== Segment start ==

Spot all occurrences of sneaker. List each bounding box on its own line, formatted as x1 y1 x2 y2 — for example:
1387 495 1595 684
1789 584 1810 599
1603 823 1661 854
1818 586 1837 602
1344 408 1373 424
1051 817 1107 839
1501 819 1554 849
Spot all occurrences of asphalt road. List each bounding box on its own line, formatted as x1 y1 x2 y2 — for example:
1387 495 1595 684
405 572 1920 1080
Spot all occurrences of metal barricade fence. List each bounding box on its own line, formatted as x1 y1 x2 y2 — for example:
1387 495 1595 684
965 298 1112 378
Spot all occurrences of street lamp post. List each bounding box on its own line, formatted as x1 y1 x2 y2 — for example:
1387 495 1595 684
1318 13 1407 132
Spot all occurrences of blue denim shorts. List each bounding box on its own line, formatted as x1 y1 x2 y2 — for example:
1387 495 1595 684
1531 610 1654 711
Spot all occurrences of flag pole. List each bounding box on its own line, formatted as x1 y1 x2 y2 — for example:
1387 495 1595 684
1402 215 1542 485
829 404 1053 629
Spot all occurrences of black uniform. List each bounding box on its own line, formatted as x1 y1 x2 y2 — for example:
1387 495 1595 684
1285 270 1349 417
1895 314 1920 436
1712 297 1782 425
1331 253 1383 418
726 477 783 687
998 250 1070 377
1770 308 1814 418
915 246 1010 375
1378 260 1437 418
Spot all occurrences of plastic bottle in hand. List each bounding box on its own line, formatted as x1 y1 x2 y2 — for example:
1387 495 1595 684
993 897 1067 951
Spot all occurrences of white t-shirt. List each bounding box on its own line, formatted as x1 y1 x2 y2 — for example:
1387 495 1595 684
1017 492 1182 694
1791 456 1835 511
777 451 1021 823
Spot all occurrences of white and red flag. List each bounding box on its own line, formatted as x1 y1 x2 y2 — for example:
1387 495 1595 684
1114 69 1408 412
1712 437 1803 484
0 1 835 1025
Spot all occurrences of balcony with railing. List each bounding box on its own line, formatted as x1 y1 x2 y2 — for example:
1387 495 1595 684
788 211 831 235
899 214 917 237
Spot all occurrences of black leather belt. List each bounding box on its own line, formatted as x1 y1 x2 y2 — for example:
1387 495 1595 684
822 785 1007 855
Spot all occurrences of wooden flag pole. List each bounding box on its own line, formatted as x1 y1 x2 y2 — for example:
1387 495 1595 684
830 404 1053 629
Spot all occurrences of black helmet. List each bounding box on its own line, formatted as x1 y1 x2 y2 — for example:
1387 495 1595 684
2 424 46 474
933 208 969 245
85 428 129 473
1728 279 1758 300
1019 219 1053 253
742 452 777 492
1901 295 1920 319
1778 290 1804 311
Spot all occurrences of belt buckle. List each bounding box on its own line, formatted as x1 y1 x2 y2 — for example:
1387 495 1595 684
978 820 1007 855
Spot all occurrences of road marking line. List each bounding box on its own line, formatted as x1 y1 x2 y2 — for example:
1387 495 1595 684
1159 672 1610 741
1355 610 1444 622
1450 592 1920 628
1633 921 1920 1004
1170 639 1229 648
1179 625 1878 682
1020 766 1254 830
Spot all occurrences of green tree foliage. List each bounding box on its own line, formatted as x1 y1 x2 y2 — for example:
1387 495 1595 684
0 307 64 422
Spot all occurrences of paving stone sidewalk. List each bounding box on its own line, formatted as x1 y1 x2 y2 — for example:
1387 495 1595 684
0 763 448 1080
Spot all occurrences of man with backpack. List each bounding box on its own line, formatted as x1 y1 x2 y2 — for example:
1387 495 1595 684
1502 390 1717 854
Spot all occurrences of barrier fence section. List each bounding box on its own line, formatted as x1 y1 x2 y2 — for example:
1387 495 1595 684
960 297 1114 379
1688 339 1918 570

== Segment end ==

▶ [THE PROBLEM]:
Here the output must be the lines above from the line with "Spot all occurrences of road" to the line with "Spot all occurrences of man", both included, duplicated word for word and nothing else.

▶ [RESULT]:
Spot all occurrences of road marking line. List each bounding box on its own line, formatted as x1 y1 x2 y2 — for example:
1387 495 1595 684
1159 672 1610 741
1355 610 1444 622
1450 592 1920 628
1633 921 1920 1004
1170 639 1229 648
1179 625 1878 682
1020 766 1254 830
Spot all occurrences of green tree foliage. List each bounding box on its own line, formatted as x1 y1 x2 y2 — for example:
1387 495 1595 684
0 307 64 422
Spot all occurrences of paving stone sidewalk. List each bounding box on its own line, formatted as x1 y1 x2 y2 — for example:
1387 495 1595 684
0 763 448 1080
Spot all occurrences of man with backpack. List each bounding box on its own line, formatted as x1 y1 x2 y2 — for example:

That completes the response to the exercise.